[Excerpts of pointing data]
----------

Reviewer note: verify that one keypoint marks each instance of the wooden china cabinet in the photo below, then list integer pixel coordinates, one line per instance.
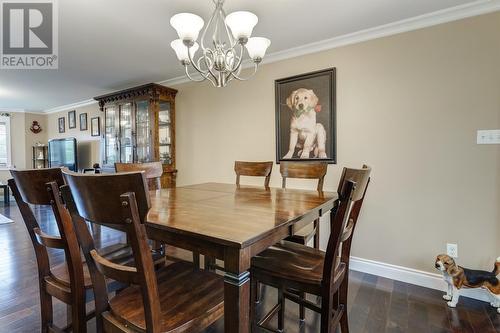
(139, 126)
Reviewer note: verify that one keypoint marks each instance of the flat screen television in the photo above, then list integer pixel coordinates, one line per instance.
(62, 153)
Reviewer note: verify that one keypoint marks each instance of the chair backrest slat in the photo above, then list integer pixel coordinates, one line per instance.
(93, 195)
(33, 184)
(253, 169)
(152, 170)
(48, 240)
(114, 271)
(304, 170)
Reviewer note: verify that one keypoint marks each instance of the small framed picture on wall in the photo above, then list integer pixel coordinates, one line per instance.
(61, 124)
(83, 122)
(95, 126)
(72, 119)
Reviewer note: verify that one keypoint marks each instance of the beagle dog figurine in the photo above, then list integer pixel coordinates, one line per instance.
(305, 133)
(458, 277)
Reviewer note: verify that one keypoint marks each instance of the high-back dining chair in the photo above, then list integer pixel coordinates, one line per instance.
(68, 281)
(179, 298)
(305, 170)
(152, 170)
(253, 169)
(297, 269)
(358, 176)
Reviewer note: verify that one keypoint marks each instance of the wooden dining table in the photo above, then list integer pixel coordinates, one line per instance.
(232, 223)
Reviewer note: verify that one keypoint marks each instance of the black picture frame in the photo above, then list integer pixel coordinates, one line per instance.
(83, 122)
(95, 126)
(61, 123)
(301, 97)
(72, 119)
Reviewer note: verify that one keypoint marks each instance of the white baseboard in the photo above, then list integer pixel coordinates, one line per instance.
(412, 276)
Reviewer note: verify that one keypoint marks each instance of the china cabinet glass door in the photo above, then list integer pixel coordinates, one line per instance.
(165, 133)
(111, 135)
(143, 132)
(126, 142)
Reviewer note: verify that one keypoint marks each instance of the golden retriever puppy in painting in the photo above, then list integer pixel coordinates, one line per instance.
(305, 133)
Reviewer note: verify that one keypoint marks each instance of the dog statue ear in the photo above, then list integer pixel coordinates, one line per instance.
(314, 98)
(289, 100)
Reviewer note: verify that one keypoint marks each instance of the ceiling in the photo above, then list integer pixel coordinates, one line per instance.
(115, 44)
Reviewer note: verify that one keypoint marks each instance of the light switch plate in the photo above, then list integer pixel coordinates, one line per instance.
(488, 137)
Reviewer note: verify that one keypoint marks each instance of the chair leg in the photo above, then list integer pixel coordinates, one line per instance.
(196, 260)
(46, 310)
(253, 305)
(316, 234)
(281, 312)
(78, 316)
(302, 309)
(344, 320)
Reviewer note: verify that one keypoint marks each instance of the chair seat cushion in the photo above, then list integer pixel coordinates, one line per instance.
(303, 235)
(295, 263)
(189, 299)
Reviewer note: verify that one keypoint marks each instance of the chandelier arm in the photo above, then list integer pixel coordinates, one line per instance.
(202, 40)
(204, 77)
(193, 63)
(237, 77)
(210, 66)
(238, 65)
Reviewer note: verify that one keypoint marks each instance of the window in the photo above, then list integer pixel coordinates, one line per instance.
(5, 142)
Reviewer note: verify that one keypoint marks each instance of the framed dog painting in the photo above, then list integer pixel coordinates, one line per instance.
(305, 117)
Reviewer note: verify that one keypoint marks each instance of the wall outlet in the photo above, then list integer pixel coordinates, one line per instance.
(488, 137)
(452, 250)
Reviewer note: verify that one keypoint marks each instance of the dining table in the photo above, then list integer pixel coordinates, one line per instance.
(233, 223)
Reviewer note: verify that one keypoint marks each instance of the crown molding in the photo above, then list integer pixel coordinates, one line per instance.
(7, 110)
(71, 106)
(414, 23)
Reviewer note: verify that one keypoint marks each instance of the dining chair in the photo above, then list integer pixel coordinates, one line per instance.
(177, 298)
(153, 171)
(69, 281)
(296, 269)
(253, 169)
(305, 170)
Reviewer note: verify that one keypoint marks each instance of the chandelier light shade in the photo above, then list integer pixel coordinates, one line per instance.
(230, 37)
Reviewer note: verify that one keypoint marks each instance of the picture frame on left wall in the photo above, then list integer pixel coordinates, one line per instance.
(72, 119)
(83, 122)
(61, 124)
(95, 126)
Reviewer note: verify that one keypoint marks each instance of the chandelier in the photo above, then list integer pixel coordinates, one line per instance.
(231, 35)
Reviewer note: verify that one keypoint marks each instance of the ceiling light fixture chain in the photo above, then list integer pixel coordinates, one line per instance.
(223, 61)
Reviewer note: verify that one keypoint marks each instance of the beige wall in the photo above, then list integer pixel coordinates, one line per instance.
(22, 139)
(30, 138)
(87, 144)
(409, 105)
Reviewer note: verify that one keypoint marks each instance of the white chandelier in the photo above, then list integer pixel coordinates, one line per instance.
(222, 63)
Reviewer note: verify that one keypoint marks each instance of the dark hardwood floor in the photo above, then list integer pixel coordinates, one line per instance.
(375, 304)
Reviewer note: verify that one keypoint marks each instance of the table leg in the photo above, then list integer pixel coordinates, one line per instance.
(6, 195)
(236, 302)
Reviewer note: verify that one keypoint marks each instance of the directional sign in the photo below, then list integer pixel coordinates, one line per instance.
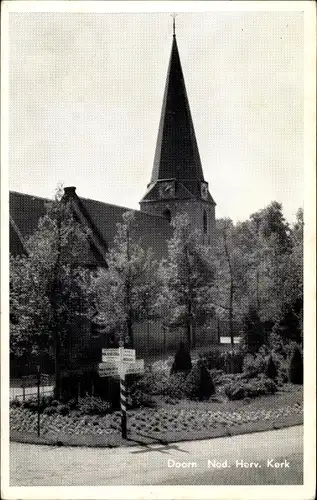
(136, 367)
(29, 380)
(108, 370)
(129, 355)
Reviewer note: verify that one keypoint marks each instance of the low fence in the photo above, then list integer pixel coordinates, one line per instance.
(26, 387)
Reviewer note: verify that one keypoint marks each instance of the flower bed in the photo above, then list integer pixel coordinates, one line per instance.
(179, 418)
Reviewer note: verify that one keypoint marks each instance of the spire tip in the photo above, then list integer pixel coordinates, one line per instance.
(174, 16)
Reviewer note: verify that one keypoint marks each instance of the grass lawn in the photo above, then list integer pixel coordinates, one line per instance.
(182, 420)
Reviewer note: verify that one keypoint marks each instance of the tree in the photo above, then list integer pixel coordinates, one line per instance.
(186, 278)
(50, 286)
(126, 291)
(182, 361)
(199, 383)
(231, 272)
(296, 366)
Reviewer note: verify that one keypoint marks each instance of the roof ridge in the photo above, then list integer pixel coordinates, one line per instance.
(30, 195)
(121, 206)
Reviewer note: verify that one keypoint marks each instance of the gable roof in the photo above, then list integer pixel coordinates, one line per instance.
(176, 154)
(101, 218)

----------

[Stated task]
Output the data exactly. Pictures don't belong in the result.

[Exercise solution]
Reviewer note: verify that one keypoint marks each instance of the wooden china cabinet in the photo below, then list integer pixel coordinates, one line per instance.
(139, 126)
Reviewer note: verify that one keypoint marks each instance of the flat screen television in the photo above, then list integer pixel coordinates, one line per instance.
(62, 153)
Reviewer note: verify that one keypoint marks each instance of the chair backrest slat in the photo above, then list integer pixel coordinates, one line per instance.
(93, 195)
(33, 184)
(253, 169)
(152, 170)
(48, 240)
(114, 271)
(304, 170)
Reviewer note: verify that one keypoint marks each instance of the small framed picture on wall in the photo above, then list integer pixel coordinates, one line per instance.
(61, 124)
(83, 122)
(95, 126)
(72, 119)
Reviewer note: verify that one keypoint marks each instance of the beagle dog figurine in the photo above, then list integer pixel coordinates, one line per instance.
(305, 133)
(458, 277)
Reviewer note: verify that one keypoint marks each instance of the high-back dining chair in the photo above, then list integer pixel coordinates, one line per instance.
(68, 281)
(179, 298)
(305, 170)
(152, 170)
(253, 169)
(297, 269)
(358, 176)
Reviewer note: verify that one keypoint marks each instance of the wooden dining table in the photo above, then list integer pixel coordinates, one line per instance.
(232, 223)
Reviewer note: verify that one keypoint marks each instance of the black picture frame in the photo above, then list integer pixel coordinates, one line per instance.
(83, 122)
(95, 126)
(61, 123)
(301, 97)
(72, 119)
Reviewer note: verify that one keypoint marks each instance of the white baseboard in the photo above, then list integer pixel coordinates, one line per instance.
(412, 276)
Reviewer note: verify that one keypoint marks each instance of the china cabinet glass door in the photo above, then list integer pixel coordinates, one line per instance.
(165, 133)
(111, 135)
(143, 132)
(126, 142)
Reviewer note: verify that one keypoint marks each instance of the golden retriever puppy in painting in the photo above, then list integer pixel coordinates, one line per instance.
(305, 133)
Reviewer note: verify that one keypoint marks each instance of the dog statue ear in the photo above, then list integer pixel coordinates, one line per instance.
(314, 98)
(289, 100)
Reviewer note: verify that one keypoint marks each instance of the ceiling in the photo above, then list integer pixel coordinates, one line per instance.
(115, 44)
Reviewer note: verify that one keypoint marks each instance of the light switch plate in the photo above, then list integer pixel coordinates, one line per instance.
(488, 137)
Reviewer note: verify that one keypoint marks each instance of the chair leg in the photo above, then list integer pixel coordinates, one line per instance.
(196, 260)
(46, 310)
(253, 305)
(316, 234)
(281, 312)
(78, 316)
(302, 309)
(344, 320)
Reviewer note: verify that one keypoint marks each instance of the chair seat cushion in the photo above, then list integer pixel coordinates, one line per instance.
(303, 235)
(295, 263)
(189, 299)
Reviewer note: verify that one keypoint marks each instance of the chandelier arm in the photo above, then list integer pixel coordinates, one line per instance.
(202, 40)
(204, 77)
(193, 63)
(237, 77)
(210, 66)
(238, 65)
Reviewer note: verify that one keypoint marks each instance of the window in the photo above, then list integer pixel coordinates, one line per instance.
(5, 142)
Reviewer note: verify that one keypoint marks each instance of the framed dog painting in the photo above, then list integer pixel coordinates, one line per instance.
(305, 117)
Reviewer note: verify that one keypoint marks each instance of the wall outlet in the photo above, then list integer pixel coordinates, one line per instance.
(488, 137)
(452, 250)
Reviewer note: verify that one keypoint marks each instance of the dining table in the photo above, then list integer pixel coordinates, one line per instance.
(233, 223)
Reviewer note: verify that one keypoint marks each instance of the crown molding in the photo above, then list integer pixel coordinates, one line per instance.
(7, 110)
(71, 106)
(414, 23)
Reviewer note: verify that one keypoint marks each instance of the dining chair in the photo above, then list integer pixel coordinates, one line per instance.
(177, 298)
(153, 171)
(69, 281)
(296, 269)
(253, 169)
(305, 170)
Reviewer note: verify that one keypoint marks each instance of the chandelier light shade in the photo above, then list integer pixel coordinates, one line per instance.
(230, 37)
Reviewer note: verify that one keypoint marks each instance of the picture frame on left wall in the photo above, then list integer pixel coordinates, one line per instance.
(72, 119)
(83, 122)
(61, 124)
(95, 126)
Reviewer note: verify that one keypoint marks each instance of the chandelier in the photo above, then list integer pixel coordinates, one line per instance.
(231, 35)
Reviewer note: verify that one keypoint marks each instance of the ceiling light fixture chain in the photo above, then list integer pixel coordinates, one line per instance.
(223, 61)
Reviewer note: verify that one keypoint marks each instance of the beige wall in the photo above, then list integer pixel coordinates, one line per instance.
(22, 139)
(30, 138)
(87, 144)
(409, 105)
Reviewer note: verify that one keypoint marks each instance of the white chandelier in the photo above, then list integer pixel coordinates, one line per instance.
(222, 63)
Reviewer note: verify that one keypoint marks each instance of the dark hardwood floor in the photo above, then list integer pixel coordinates, one line per instance.
(375, 304)
Reviewer note: verify that one keypoint marks each instance of the table leg in the photo above, then list integer pixel coordinates, one line per instance.
(6, 195)
(236, 302)
Reviewer note: verify that one keypoint marks each instance of the directional sign in the photo below, then list integer pixel coordinates, one line per instance.
(136, 367)
(29, 380)
(108, 370)
(129, 355)
Reviewer note: verify that one keypoint marks each instance of the low fence in the photo above, then list integer pixel coordinates, one line per instance.
(26, 387)
Reviewer note: verify that one keypoint marks each instance of the flower bed in the photo above, then list integer pixel coordinates, one line per instance.
(179, 418)
Reviewer note: verify that one keypoint marks each instance of the spire tip in the photo above, then list integer pixel coordinates, one line per instance.
(174, 16)
Reviewer note: verify that one keypoint marks each instance of the grass lawn in the photo above, then list integer pixel coordinates, one line per instance.
(182, 420)
Reviewer note: verify that one keypoint marks each instance of the tree in the photo above, then list integer pixel coordinates, one line per instance.
(186, 278)
(50, 286)
(126, 291)
(182, 361)
(199, 383)
(231, 272)
(296, 366)
Reviewer note: verify that one keypoint marks each instance of the roof ridge in the photo above, then list integer pixel coordinates, one line per instance.
(30, 195)
(121, 206)
Reviewer note: verify that one keypoint marks each instance of the gable roof in the photo above, then list integer pixel coordinates, one line per instance.
(176, 154)
(101, 218)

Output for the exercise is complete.